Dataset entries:

• • • • • • •

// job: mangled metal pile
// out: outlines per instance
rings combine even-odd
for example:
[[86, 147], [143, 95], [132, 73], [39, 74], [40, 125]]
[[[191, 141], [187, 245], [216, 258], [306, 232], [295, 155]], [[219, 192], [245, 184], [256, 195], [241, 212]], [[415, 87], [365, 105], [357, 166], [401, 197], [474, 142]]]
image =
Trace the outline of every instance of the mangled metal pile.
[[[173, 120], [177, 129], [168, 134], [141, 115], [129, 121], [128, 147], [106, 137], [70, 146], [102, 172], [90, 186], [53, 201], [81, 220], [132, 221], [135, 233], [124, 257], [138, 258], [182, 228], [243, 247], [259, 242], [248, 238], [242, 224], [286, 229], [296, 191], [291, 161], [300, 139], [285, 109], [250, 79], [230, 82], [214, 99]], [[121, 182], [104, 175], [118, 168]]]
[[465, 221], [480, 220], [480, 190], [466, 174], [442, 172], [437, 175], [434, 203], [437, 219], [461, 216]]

• • • • • • •

> _What to work on_: Write all of the data above again, exactly as given.

> _Answer to this problem_:
// job: mangled metal pile
// out: outlines per instance
rings combine even-odd
for example:
[[86, 147], [143, 95], [132, 73], [39, 74], [40, 125]]
[[[191, 141], [187, 245], [216, 258], [306, 232], [295, 155]], [[219, 192], [245, 184], [256, 195], [241, 212]], [[415, 87], [365, 105], [357, 166], [401, 197], [474, 142]]]
image =
Trace the outline of every instance of the mangled metal pile.
[[[173, 120], [177, 129], [168, 134], [141, 115], [129, 121], [128, 147], [106, 137], [70, 146], [102, 172], [90, 186], [53, 201], [81, 220], [132, 221], [135, 233], [124, 257], [138, 258], [182, 228], [243, 247], [259, 242], [248, 238], [242, 224], [286, 229], [296, 191], [291, 161], [300, 139], [285, 109], [250, 79], [230, 82], [214, 99]], [[121, 182], [104, 175], [118, 168]]]
[[465, 221], [480, 220], [480, 190], [466, 174], [442, 172], [437, 175], [434, 203], [437, 219], [461, 216]]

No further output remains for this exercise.